▸ Excerpted text:
################
Wednesday, August 28, 2024

1946 Packard Super Clipper


With an Art Deco building for a backdrop that couldn't be any more apropos, here's a 1946 Packard Super Clipper Club Sedan.

The gorgeous new 1941 Clipper models from Packard were introduced with what might have been the worst-ever timing in automotive history: Eight months before the Imperial Japanese Navy attacked Pearl Harbor. Civilian automobile production shut down for the duration early in the production run of the '42 model year.

When sales resumed in '46, Packard just basically picked up where they had left off. The two tone Club Sedan in the photos, Vanderbilt Gray Metallic up top and Atlantic Blue Metallic below, is one of these post war cars.

The Club Sedan is a two-door with a capacious rear seat, which is distinguished from the four-door Touring Sedan.


Beneath that sweeping hood with its graceful cormorant hood ornament could be found Packard's Super-8 flathead straight-eight, displacing 365 cubic inches and rated at 165 SAE gross horsepower. It used a Carter two-barrel carburetor and had a 6.85:1 compression ratio, which is quaintly low by modern standards.

Riding on a 127" wheelbase, the six-passenger Club Sedan weighed in at 3,950 pounds and set the customer back $2,241, or just over $36,000 in today's dollars, provided one didn't go crazy with the options, like the overdrive rear end.


This one was photographed in July of 2021 using a Nikon D3 and a 35-70mm f/2.8 AF-D zoom lens.

1992 Ford Mustang LX Convertible


By the early Nineties, the 3rd Generation Mustangs, known to enthusiasts as Fox Body cars, were getting long in the tooth. A replacement was already in the works, and it would be another front-engine rear-wheel drive car with an optional V-8; fan outcry had saved the Mustang from being re-cast as a Mazda-sourced FWD coupe. (That car was instead being sold as the Ford Probe.)

Sales hadn't been strong in the recession of the early '90s and so ambitious plans for the next generation 'Stang were shelved in favor of a much more modest upgrade. In the meantime, the Fox Body would need to soldier on for another couple model years.

For 1992 the only really new external visual cue was the black rubber strip in the side molding and bumpers was replaced with one in body color, as can be seen on this Bright Calypso Green LX ragtop.

The LX came from the factory with a 2.3L SOHC inline four; Ford's Lima motor that had been around since the days when it was found under the hoods of '74 Pintos. Now sporting electronic fuel injection and dual spark plug heads, it was rated at 108 SAE net horsepower. The only optional motor was Ford's 5.0L H.O. V-8. Either engine could be had with a five-speed manual or a four-speed automatic.

The pony fender badges, rather than prominent chrome "5.0" ones, tell us this is a four-cylinder secretarymobile, like roughly half of all Mustangs sold that year. No race car, but certainly a pleasant cruiser with the top down on a sunny summer day. Besides, the fuelie OHC twin plug Lima probably made as much juice as any six cylinder available in a First Generation 'Stang.
################
[Stored data entries]
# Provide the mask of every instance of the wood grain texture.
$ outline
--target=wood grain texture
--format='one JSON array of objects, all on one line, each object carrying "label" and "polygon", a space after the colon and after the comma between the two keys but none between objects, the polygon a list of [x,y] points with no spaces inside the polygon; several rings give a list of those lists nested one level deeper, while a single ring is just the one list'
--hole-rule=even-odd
################
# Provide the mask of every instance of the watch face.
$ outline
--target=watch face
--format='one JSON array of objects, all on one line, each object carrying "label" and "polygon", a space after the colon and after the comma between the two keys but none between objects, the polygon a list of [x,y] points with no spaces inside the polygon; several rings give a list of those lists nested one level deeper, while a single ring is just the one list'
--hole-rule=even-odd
################
▸ Task brief:
Answer these questions using the excerpt on the 1946 Packard and the 1992 Mustang.
(a) What horsepower rating does the excerpt give for Packard's Super-8 engine?
(b) Under what name was the Mazda-sourced front-wheel-drive coupe sold instead of as a Mustang?
(c) What color is the 1992 Mustang LX convertible described?

▸ Correct answer:
(a) 165 SAE gross horsepower
(b) The Ford Probe
(c) Bright Calypso Green